• _Activity_
Restate word for word the lines of the records below, starting at the line that contains "Tag the volcanic" and ending at the line that contains "Tag the rocky", with both of those lines included and nothing else.
··········
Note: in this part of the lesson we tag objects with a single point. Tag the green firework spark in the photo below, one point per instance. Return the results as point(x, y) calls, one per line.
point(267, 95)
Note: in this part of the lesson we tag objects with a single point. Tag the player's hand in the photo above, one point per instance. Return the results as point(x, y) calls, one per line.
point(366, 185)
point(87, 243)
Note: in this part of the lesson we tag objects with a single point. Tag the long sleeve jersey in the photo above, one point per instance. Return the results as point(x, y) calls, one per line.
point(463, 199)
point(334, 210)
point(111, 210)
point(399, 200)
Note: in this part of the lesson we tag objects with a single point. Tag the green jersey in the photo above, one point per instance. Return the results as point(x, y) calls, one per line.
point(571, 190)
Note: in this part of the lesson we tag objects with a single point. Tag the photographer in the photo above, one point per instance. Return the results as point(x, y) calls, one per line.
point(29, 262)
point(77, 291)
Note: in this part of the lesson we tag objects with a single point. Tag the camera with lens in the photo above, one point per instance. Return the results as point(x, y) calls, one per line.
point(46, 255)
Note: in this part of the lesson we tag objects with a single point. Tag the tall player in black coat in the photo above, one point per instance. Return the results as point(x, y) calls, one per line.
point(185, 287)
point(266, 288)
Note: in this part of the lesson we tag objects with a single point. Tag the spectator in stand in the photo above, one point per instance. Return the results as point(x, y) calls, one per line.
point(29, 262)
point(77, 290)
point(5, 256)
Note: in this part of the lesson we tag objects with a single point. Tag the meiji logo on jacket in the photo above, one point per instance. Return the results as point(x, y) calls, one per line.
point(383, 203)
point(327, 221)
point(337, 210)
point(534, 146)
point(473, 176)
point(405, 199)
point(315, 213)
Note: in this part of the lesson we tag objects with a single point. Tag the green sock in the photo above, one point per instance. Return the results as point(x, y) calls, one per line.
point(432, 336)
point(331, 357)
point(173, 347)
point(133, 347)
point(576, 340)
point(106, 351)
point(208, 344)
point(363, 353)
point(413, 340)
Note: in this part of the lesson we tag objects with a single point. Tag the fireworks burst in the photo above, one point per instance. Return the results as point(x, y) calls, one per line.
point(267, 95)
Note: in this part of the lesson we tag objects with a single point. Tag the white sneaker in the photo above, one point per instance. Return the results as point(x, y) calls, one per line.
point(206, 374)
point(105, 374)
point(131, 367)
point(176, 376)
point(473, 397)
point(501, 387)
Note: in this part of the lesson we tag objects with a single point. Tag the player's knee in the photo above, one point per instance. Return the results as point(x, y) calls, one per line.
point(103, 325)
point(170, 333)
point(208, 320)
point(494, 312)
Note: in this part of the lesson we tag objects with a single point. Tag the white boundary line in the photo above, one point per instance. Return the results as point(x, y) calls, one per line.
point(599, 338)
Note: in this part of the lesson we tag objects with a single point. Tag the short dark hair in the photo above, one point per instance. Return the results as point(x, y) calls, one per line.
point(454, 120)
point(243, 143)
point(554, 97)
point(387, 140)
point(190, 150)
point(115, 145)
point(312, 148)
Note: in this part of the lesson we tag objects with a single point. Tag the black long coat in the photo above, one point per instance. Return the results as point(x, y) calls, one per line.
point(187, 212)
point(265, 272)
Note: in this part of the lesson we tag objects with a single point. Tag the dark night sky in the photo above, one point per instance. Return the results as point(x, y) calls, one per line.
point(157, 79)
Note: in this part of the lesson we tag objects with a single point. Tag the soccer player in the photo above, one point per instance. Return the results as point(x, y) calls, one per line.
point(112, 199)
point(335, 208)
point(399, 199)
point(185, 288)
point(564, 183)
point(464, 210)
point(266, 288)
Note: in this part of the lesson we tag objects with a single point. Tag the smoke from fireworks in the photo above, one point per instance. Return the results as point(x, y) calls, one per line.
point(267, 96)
··········
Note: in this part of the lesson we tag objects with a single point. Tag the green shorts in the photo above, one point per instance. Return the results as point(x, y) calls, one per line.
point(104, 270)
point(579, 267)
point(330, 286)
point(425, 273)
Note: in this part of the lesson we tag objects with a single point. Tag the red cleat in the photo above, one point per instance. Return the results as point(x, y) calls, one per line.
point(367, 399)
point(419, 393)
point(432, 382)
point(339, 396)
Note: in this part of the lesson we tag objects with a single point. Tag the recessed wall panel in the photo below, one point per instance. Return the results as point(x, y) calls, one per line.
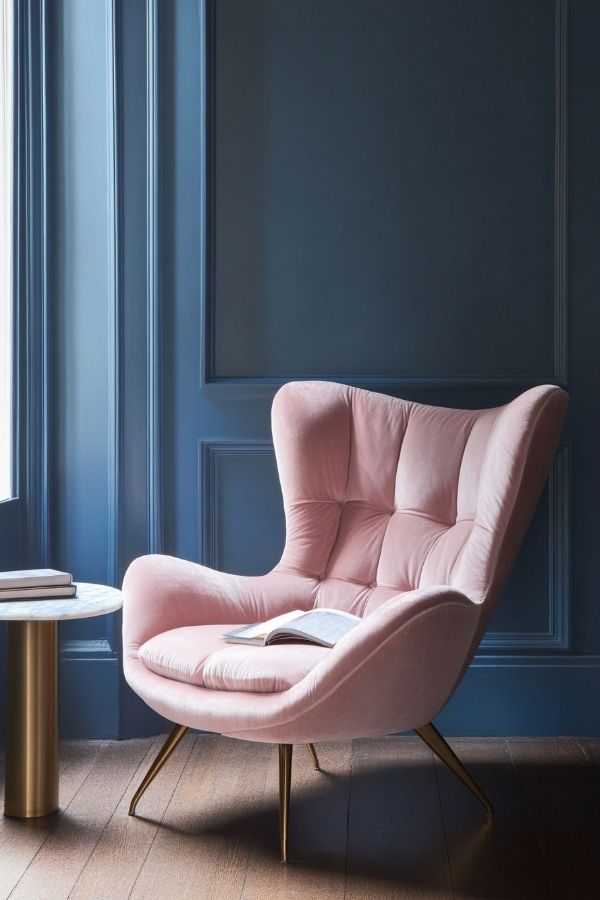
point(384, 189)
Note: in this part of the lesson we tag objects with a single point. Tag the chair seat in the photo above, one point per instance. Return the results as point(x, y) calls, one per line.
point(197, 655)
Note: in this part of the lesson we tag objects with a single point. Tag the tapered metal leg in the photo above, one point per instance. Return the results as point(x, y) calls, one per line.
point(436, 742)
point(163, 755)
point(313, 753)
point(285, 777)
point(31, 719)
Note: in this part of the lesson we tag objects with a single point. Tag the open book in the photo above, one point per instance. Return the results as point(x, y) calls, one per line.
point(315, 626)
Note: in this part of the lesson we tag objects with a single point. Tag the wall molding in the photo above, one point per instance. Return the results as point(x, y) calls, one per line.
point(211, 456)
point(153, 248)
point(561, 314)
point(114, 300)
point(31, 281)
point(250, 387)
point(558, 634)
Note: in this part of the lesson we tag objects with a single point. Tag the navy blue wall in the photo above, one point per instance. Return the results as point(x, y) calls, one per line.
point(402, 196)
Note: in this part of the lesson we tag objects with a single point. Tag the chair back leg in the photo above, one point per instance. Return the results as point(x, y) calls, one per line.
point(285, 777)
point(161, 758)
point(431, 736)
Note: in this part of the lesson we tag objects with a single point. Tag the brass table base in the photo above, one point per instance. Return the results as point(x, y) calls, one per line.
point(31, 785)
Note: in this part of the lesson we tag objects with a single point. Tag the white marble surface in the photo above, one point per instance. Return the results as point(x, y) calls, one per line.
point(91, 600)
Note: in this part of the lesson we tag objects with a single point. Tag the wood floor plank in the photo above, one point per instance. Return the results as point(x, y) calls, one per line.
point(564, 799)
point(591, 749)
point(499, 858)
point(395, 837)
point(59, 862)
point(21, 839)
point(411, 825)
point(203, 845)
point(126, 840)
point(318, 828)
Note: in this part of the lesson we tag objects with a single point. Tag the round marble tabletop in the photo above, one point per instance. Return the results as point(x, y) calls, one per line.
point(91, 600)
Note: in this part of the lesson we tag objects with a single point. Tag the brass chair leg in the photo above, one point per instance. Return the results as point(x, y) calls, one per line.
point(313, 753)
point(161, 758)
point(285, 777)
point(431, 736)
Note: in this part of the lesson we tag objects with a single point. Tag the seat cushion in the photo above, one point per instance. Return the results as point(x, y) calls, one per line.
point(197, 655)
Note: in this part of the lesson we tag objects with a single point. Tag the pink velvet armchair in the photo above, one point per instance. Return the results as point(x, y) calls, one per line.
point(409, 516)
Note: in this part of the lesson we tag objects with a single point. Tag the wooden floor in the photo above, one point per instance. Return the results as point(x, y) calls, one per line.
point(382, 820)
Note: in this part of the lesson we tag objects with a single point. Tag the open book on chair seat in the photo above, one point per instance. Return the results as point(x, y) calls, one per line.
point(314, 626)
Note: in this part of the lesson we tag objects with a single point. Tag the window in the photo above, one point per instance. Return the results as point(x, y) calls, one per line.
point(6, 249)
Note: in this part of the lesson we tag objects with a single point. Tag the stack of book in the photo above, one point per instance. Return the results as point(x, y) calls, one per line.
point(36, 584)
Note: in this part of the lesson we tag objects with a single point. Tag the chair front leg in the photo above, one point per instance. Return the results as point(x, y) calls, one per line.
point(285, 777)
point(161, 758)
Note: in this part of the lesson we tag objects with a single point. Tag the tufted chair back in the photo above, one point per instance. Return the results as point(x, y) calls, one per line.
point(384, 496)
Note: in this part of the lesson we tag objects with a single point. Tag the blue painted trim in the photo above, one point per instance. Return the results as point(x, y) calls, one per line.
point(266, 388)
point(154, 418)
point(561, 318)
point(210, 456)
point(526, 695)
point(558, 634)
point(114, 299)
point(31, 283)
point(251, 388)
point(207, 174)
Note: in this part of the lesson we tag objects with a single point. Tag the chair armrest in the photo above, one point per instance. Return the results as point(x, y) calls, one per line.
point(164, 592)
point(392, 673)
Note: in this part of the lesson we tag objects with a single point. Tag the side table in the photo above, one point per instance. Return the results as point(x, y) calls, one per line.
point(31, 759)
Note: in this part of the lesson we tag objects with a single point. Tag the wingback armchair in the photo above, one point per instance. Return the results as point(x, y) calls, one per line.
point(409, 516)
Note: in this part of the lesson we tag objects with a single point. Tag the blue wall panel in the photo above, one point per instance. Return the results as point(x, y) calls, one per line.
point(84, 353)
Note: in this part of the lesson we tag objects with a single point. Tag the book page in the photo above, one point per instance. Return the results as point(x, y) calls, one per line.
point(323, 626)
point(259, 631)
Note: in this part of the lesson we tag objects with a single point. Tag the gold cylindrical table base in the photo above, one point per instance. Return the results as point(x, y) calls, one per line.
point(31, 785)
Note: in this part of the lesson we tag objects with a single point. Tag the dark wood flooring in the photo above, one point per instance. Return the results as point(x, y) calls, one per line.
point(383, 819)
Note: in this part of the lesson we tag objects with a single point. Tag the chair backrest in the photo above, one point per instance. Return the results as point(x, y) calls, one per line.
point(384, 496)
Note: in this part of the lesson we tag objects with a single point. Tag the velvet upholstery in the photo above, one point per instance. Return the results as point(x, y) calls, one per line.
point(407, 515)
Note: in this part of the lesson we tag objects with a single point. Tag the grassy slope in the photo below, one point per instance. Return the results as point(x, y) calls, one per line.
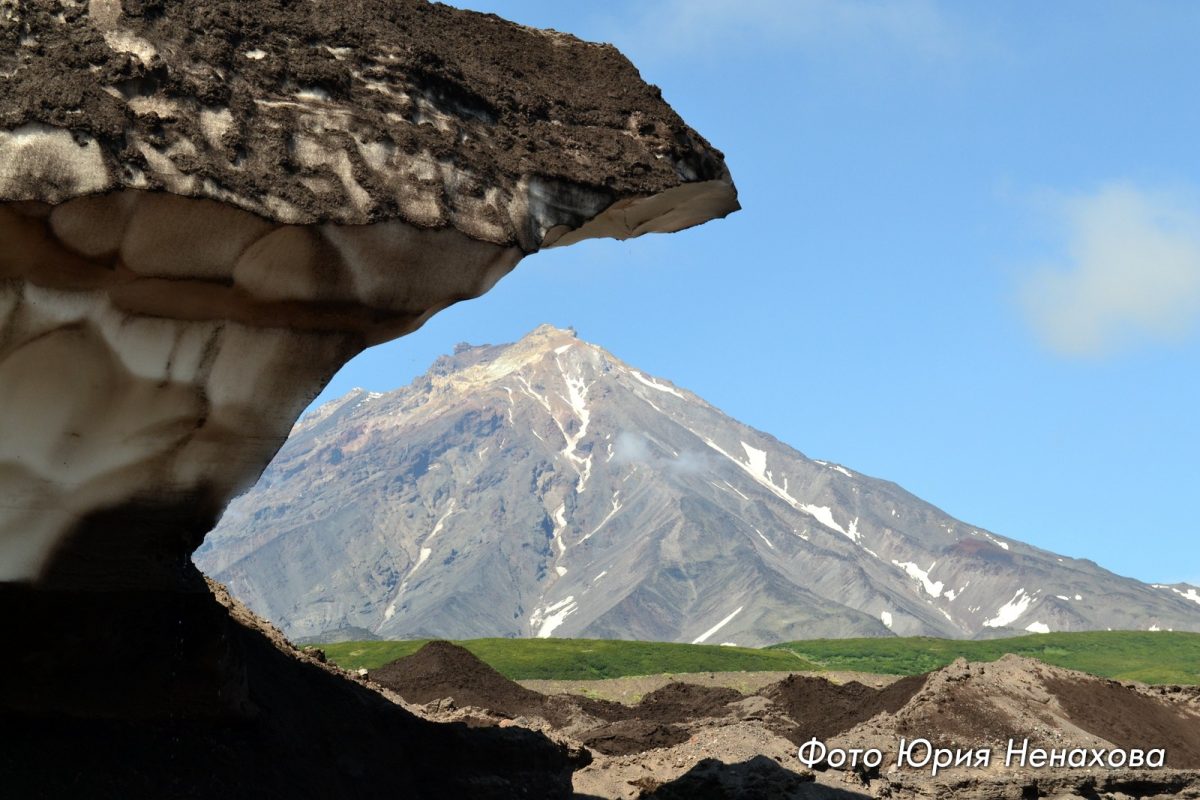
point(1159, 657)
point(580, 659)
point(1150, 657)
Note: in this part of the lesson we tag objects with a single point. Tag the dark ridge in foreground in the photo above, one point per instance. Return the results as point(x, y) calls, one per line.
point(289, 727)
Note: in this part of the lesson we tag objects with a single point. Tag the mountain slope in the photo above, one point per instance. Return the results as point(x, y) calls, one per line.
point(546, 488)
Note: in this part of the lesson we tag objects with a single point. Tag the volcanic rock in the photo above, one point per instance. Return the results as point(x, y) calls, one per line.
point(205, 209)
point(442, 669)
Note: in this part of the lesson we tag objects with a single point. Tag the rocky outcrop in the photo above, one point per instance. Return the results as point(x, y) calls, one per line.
··········
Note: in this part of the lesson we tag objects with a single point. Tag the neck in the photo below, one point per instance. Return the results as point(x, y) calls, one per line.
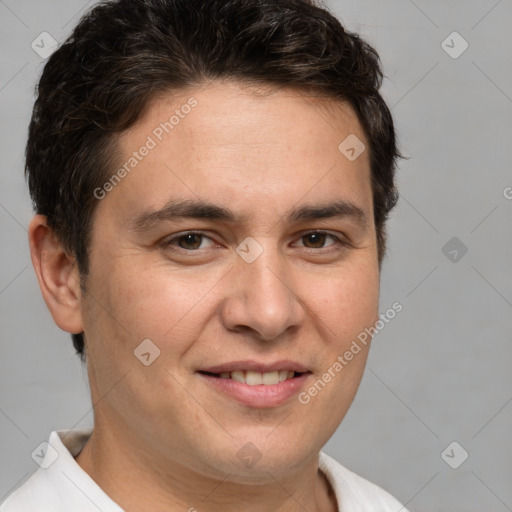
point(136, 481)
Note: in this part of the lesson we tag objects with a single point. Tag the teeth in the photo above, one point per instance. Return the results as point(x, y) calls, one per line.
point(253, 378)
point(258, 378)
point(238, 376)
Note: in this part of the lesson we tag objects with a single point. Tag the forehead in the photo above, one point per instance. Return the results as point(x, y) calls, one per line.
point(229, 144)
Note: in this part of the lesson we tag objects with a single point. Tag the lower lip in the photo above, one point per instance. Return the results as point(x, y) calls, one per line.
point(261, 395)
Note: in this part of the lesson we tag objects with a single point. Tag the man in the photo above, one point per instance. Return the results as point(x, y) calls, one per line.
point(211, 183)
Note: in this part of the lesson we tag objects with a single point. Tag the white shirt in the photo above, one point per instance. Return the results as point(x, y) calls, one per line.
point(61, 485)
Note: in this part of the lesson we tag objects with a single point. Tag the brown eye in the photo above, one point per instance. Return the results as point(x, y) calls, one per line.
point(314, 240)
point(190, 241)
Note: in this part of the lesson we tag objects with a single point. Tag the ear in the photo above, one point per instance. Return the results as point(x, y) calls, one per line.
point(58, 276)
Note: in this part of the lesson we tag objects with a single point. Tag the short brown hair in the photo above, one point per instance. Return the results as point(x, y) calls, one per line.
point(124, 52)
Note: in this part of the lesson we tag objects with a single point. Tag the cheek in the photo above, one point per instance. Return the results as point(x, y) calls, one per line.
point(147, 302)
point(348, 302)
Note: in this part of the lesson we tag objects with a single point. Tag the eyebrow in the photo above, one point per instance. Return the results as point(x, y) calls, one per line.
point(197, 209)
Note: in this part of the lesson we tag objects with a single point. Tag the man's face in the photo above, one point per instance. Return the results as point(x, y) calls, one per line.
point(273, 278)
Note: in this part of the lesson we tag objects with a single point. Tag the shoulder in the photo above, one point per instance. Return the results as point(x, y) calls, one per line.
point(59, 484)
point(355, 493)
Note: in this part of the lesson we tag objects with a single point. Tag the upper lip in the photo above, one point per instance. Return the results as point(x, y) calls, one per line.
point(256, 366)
··········
• _Result_
Note: in this part of the lesson we tag objects with a single point. Tag the volcanic rock in the photo above, one point per instance. Return the results as point(x, y) calls, one per line.
point(205, 209)
point(442, 669)
Note: in this part of the lesson we tag objects with a single point. Tag the rocky outcrop in the photo above, one point per instance. Return the results as point(x, y) calls, one per line.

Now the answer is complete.